§ **Provided text**:
Tuesday, April 29, 2008

Becoming Naomi Leon

Title: Becoming Naomi Leon
Author: Ryan, Pam Munoz

Publisher: Scholastic, 2004
Genre: Novel, multi-cultural
Age Range:
4th grade and up
Awards: ALA Notable Children's Book, ALA Schneider Family Book Award, Book Sense Book of the Year Honor Book, 2004 Parent's Choice Silver Honor Award

Summary: I absolutely loved this book! Naomi Leon is a young girl that comes from a torn household. Her and brother, Owen, live happily with their gret-grandmother who has raised them for seven years. One day, their mother Terri Lynn (aka Skyla) comes back home. She has nothing to do with Owen and only wants Naomi. Owen has some issues with his legs and she wants nothing to do with a crippled. She doesn't care that he is as smart as everyone else. Owen has a weird obsession with transparent tape having to be on his shirt at all times (it's a comfort thing, I love it!) Naomi has the unique talent of carving soap (little does she know how much that will come in handy.) After almost being kidnapped by their mother, Gram takes the two kids, and friends, in Baby Beluga (their camper/home) to Mexico. Here, Naomi has the chance to meet her father, Santiago, who loves and adores both her and Owen very much. After going back to the States, the judge rules that Gram will continue to keep custody of the children. The father will take over once Gram dies, and Skyla can have scheduled visitations. By the end of the book, Naomi has become a lion! She discovers who she really is, understands her heritage, and appreciates the people in her life more than she could ever imagine.

Response: What an inspiring book! Never in my life have I read such a revealing book. For young readers, this book really delves into serious issues; child abuse, neglect, seperation, diversity, etc. Surprisingly, this book connected a lot to my own life. My real father left my mother when I was just an infant. I have never met him, but have always wondered about him (just like Naomi.) Fortunately, Santiago wanted to keep in touch and be a father. I am not sure if I would be so lucky. I guess that is one of the things that is holding me back. My step-father, who adopted me, has kind of become "Gram" for me and my mom. I never think twice about him being my Dad....after all, he raised me. However, I still have questions about my real, blood father. I think anyone would.

§ **Short task a**: Report every line of the listing below that contains the string "person", matching case exactly.
The listing below is unrelated to the review.

§ **Records supplied**:
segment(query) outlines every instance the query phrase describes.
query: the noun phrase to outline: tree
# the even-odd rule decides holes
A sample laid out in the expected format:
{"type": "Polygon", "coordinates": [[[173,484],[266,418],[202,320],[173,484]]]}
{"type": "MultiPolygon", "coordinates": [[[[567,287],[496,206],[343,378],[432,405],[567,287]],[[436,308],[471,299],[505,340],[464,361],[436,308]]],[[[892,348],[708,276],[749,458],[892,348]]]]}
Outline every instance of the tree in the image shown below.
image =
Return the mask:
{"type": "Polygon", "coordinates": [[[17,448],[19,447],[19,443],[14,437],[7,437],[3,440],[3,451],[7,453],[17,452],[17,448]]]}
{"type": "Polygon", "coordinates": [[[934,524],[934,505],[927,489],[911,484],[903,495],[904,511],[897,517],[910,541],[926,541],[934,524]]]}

...

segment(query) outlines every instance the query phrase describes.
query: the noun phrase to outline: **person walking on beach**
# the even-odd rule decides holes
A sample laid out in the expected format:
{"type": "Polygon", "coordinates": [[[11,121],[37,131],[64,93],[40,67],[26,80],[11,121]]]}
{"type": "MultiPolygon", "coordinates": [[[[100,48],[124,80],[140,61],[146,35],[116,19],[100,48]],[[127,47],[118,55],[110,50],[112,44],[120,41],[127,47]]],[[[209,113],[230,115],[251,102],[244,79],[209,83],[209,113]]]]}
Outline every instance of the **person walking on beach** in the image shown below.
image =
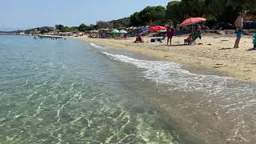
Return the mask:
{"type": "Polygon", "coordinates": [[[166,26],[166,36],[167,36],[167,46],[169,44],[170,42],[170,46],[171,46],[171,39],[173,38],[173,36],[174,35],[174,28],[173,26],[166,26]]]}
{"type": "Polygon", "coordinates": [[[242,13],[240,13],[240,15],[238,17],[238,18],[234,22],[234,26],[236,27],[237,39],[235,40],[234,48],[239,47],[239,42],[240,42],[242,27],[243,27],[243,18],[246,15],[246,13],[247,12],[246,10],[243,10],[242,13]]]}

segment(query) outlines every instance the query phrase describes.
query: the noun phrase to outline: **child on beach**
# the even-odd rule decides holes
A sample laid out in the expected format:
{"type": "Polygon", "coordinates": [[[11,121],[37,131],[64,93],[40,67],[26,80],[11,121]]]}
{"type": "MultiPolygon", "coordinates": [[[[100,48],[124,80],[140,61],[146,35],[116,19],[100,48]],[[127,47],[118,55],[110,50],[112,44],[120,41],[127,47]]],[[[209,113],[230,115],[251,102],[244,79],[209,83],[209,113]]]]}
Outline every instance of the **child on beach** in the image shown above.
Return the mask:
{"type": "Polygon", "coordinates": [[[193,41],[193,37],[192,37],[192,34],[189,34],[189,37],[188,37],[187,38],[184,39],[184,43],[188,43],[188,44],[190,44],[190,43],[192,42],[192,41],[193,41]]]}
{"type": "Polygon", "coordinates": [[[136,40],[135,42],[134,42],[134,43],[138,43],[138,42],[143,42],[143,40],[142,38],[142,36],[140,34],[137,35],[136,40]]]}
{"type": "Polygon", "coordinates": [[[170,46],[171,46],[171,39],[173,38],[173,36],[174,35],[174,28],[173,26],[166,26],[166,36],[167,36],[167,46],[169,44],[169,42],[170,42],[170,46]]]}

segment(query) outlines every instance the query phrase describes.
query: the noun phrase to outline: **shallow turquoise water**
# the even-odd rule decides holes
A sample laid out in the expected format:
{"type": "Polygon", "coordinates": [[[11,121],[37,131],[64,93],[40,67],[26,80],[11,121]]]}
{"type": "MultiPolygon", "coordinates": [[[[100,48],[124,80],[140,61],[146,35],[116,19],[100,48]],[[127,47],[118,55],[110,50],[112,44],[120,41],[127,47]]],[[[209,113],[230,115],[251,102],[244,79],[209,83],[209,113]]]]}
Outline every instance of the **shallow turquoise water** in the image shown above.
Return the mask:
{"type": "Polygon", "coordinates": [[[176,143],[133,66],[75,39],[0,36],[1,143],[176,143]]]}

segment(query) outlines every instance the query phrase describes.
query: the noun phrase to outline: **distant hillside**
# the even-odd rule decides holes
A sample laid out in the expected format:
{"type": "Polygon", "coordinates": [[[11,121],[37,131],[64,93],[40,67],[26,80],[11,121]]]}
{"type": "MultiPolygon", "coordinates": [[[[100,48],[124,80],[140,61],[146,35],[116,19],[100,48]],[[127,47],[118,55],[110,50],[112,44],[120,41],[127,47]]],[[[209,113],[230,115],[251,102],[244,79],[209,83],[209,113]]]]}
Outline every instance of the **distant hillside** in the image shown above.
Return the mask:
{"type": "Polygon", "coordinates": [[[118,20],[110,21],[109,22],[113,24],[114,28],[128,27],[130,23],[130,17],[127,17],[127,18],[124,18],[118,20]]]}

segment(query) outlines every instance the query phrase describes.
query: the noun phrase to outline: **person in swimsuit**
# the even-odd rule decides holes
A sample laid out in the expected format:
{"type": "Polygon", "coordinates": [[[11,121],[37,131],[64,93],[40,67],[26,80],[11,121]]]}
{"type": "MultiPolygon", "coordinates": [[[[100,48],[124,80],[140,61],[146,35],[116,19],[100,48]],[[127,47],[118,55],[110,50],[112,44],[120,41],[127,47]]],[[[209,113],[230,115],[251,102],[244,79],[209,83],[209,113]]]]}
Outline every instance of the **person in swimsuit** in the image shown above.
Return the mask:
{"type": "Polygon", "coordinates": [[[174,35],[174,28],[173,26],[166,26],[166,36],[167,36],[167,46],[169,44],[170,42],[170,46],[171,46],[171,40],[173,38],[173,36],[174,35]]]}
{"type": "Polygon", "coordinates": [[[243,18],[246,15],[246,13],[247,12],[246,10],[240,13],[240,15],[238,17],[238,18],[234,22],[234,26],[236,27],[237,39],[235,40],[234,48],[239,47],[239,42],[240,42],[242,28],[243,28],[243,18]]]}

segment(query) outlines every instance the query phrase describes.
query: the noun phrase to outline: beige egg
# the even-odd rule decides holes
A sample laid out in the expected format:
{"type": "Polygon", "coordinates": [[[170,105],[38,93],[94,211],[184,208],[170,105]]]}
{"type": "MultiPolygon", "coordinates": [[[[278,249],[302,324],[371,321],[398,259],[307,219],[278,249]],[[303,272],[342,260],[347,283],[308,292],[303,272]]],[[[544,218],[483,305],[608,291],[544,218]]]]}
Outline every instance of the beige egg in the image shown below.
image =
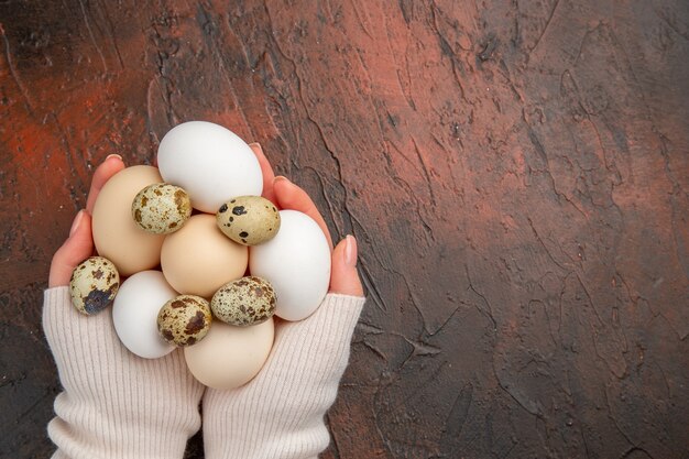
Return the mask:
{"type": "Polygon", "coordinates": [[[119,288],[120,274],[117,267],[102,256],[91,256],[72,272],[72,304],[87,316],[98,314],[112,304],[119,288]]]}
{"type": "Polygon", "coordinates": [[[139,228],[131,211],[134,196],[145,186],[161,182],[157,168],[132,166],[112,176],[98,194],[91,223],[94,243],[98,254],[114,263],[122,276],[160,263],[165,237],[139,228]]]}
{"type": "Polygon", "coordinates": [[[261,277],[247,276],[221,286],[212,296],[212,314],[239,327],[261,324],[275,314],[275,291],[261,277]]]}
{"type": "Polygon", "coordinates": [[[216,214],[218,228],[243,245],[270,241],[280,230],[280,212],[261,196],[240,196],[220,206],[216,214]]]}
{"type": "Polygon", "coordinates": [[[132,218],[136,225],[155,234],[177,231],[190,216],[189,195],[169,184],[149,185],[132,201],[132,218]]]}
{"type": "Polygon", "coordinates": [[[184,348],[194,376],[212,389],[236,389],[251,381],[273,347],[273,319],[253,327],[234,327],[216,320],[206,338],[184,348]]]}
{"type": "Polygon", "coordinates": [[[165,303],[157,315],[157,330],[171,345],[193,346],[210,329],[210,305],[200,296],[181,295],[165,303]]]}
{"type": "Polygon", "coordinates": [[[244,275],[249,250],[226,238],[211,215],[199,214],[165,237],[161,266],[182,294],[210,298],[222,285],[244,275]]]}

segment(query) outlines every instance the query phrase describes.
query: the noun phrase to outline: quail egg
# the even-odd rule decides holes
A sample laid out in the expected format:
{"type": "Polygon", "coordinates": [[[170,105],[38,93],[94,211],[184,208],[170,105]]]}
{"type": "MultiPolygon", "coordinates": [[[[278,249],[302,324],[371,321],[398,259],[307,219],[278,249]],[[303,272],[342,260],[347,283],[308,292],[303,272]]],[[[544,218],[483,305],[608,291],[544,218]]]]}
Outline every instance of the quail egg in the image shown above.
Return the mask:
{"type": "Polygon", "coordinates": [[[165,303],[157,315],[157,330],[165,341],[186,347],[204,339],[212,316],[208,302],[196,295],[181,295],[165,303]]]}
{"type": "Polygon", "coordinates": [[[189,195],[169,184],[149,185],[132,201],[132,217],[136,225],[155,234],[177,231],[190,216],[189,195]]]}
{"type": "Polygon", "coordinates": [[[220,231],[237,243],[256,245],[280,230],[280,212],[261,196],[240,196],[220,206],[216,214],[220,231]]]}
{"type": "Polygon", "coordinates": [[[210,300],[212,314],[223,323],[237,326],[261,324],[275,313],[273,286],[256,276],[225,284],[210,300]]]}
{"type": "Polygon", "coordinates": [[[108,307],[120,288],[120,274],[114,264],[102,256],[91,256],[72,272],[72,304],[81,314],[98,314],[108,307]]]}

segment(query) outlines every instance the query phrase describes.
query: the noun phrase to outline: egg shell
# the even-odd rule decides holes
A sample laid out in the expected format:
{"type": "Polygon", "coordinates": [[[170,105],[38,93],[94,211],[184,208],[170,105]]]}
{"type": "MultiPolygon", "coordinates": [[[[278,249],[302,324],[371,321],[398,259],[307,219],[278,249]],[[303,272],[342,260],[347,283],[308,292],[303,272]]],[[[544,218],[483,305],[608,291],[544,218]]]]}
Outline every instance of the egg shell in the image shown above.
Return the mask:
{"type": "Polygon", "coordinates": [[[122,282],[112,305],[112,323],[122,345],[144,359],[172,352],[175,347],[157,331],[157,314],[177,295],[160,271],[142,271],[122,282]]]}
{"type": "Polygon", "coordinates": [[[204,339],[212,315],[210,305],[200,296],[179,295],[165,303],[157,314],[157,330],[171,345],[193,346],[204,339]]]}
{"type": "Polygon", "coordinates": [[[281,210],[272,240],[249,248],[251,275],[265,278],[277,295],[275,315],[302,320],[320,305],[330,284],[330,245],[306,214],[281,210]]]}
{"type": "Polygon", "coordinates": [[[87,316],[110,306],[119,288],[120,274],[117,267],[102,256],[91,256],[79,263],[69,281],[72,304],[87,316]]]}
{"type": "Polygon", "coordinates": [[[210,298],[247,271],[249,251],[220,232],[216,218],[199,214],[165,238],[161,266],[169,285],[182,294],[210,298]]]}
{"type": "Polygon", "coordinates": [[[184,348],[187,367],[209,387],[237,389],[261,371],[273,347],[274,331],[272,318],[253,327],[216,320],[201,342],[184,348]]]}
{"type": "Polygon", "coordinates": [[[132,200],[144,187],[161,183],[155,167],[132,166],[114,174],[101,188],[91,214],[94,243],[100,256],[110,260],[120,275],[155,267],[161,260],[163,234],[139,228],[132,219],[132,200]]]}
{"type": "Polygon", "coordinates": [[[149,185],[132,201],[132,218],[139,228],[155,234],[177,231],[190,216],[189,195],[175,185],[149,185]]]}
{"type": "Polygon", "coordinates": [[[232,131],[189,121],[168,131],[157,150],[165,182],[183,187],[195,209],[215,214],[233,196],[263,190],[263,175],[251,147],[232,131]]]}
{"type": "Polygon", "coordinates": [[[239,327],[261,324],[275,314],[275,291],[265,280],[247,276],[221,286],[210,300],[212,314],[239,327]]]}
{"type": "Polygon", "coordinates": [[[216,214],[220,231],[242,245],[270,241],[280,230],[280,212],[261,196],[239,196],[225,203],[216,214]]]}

--

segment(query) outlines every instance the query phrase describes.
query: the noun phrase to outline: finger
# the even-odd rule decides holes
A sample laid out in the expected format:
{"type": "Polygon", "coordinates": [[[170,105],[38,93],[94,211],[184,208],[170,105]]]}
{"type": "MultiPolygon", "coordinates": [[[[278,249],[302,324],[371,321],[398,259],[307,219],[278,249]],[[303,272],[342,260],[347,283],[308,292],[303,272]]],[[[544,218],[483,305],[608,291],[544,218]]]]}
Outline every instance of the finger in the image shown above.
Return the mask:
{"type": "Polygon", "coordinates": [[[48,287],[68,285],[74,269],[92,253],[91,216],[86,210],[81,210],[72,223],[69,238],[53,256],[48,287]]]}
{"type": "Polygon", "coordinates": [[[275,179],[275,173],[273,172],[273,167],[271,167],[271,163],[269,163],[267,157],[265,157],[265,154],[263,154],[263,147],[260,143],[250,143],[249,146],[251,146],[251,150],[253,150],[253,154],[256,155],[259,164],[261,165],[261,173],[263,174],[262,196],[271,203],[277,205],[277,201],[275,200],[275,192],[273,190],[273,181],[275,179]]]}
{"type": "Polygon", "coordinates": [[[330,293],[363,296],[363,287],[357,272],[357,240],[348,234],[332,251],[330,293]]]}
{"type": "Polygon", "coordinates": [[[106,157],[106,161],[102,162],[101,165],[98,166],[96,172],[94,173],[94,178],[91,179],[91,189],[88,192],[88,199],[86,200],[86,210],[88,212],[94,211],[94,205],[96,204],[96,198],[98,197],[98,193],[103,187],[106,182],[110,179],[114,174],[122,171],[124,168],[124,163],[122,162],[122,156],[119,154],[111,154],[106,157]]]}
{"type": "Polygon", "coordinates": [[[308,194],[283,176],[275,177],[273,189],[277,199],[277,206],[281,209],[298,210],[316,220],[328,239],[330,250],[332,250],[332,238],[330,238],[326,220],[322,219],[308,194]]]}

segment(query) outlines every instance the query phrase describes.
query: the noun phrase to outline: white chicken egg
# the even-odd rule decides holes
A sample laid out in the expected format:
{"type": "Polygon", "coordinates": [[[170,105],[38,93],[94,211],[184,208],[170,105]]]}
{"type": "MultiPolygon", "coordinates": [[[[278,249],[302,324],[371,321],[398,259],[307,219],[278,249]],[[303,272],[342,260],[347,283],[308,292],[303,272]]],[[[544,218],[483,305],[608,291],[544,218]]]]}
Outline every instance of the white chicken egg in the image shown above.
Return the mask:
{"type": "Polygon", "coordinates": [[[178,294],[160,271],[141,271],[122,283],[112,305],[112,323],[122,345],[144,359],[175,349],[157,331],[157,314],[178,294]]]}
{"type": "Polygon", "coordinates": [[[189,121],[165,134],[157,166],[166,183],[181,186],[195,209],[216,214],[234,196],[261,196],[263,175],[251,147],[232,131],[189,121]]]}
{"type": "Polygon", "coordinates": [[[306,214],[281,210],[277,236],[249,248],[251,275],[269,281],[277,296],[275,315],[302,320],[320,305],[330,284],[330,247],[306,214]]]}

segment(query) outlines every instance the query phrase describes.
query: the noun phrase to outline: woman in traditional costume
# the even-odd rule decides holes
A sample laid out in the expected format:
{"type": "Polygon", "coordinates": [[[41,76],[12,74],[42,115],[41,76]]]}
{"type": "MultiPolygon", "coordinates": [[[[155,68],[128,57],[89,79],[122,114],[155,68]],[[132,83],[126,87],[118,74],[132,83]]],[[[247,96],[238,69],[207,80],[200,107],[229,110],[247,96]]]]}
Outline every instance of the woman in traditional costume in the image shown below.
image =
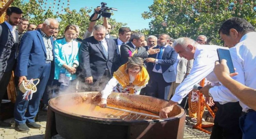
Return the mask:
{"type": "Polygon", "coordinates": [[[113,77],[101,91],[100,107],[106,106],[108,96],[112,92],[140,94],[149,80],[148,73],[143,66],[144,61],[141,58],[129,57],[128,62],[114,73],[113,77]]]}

§ **Short task b**: According to the book review, what does Owen insist on having on his shirt at all times?

§ **Exercise answer a**:
query: the noun phrase to outline: **person walking on beach**
Outline every instance of the **person walking on beach** in the image shown below.
query: the noun phrase to outline: **person in swimsuit**
Outline every instance of the **person in swimsuit** in the image shown above.

§ **Exercise answer b**: Transparent tape.